* **INSTRUCTION**
Write out the material exactly, leaving every picture behind.

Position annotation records
___

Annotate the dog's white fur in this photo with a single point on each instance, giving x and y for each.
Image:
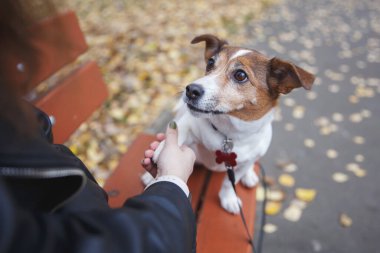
(251, 138)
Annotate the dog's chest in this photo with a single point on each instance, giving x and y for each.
(247, 145)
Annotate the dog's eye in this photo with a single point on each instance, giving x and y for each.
(240, 76)
(210, 64)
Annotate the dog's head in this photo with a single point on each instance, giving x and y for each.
(241, 82)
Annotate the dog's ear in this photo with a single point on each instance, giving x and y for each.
(283, 76)
(213, 44)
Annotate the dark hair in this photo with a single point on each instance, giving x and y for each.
(16, 18)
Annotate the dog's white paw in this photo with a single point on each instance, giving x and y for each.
(158, 151)
(230, 202)
(147, 178)
(250, 179)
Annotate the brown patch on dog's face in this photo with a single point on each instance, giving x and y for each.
(244, 83)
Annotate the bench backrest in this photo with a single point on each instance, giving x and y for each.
(59, 41)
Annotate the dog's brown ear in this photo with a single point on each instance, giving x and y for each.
(213, 44)
(283, 76)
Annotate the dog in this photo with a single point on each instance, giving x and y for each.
(235, 100)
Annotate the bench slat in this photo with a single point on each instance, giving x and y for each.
(58, 41)
(74, 99)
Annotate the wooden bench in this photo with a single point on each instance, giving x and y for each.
(74, 99)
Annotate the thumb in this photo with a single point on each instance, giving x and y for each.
(172, 134)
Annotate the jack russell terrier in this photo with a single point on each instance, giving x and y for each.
(233, 104)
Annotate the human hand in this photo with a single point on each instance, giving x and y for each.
(173, 160)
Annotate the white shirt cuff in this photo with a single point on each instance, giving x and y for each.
(173, 179)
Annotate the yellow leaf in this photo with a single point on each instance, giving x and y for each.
(272, 208)
(345, 220)
(304, 194)
(286, 180)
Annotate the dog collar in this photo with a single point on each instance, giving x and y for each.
(225, 155)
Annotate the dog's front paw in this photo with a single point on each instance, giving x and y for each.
(250, 179)
(147, 178)
(230, 202)
(158, 151)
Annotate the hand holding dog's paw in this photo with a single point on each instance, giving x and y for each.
(231, 203)
(173, 159)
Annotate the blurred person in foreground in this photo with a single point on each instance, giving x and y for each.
(49, 201)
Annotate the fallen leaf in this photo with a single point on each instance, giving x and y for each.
(272, 207)
(275, 195)
(332, 153)
(337, 117)
(289, 127)
(299, 112)
(309, 143)
(359, 158)
(306, 195)
(260, 193)
(293, 213)
(339, 177)
(345, 220)
(286, 180)
(358, 140)
(270, 228)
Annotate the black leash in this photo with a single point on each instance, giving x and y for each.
(231, 177)
(229, 159)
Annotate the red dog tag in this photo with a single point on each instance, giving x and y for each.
(228, 158)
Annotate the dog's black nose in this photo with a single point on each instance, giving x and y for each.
(194, 91)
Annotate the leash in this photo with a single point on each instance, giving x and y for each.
(228, 157)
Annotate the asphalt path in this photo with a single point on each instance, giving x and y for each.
(330, 136)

___

* **OUTPUT BELOW**
Annotate the dog's white fur in this photo with a single point on each instance, giving x and y for each.
Image:
(251, 138)
Annotate the dog's chest in this photo with a single point on each instance, giving x and y for each.
(247, 145)
Annotate the dog's eye in this photo with a single point on each instance, giving x and y for each.
(240, 76)
(210, 64)
Annotate the dog's head in this photo with a single point on each instance, giving x and y for each.
(241, 82)
Annotate the dog's ear in this photo with a single point on each instance, giving x and y for each.
(283, 76)
(213, 44)
Annotate the dark hair in this photo with a single point on each instance, giving x and y for each.
(16, 18)
Annotate the dog's white paw in this photo with a single point on each instance, giving x and y for each.
(158, 151)
(230, 202)
(147, 178)
(250, 179)
Annotate the brown patch on dog's face in this photo with a single point on each instance, giving x and y for each.
(244, 83)
Annotate the bench backrest in this photo with a single point on each instance, giving x and y for each.
(59, 41)
Annotate the dog's brown ear in this photo with a single point on each instance, giving x and y for each.
(213, 44)
(283, 76)
Annotate the dog in this photo with a single point on each instance, giving x and y for each.
(235, 100)
Annotate the bench slat in this photo with a single point on each instance, giving x and y for each.
(58, 41)
(74, 99)
Annotate the wooden bench in this photo with a single point on each instance, giving x and y for each.
(74, 99)
Annotate the thumb in this photo with a single point on each instance, giving x and y for each.
(172, 134)
Annotate the jack russell terrier in this photo with a single point on each instance, giving x and y for each.
(233, 104)
Annotate the human hand in this photo with a single point on each instance, giving x and y for each.
(173, 160)
Annotate the white shirt cuff in this photo with a single point on each instance, giving x and y for each.
(173, 179)
Annotate the yellow leaf in this photo with a single point on each instance, giving x and y for each.
(272, 208)
(345, 220)
(304, 194)
(286, 180)
Annotate the dog collar in this photo with a single point on each instance, giving x and y for each.
(225, 155)
Annotate the dog's front paw in this photo with a single point on each instance, giving x and y for each.
(250, 179)
(147, 178)
(230, 202)
(158, 151)
Annotate the hand holding dog's paw in this photo with a single point on each instance, giving x and y for each.
(231, 203)
(173, 159)
Annotate the blurred person in foreground in this photo with a single point on each instance, giving x and y for each.
(49, 201)
Annotate the fallen leaf in this photo with a single point on each instance, giving x and y for each.
(272, 207)
(275, 195)
(332, 153)
(337, 117)
(289, 127)
(299, 112)
(309, 143)
(359, 158)
(306, 195)
(260, 193)
(293, 213)
(339, 177)
(345, 220)
(286, 180)
(358, 140)
(270, 228)
Annotate the black leash in this photo with a single point on each instance, giving x and y for each.
(231, 177)
(229, 159)
Annotate the red dog tag in this photo with a single point on each instance, giving x and y for each.
(228, 158)
Annotate the dog's black nose in this photo with a single point on each instance, giving x and y for each.
(194, 91)
Annotate the leash in this photo with a single point on each instance, giving x and y for each.
(228, 157)
Annotate the asphalt path in this photo with a single point on each instance, giving x and y for each.
(330, 136)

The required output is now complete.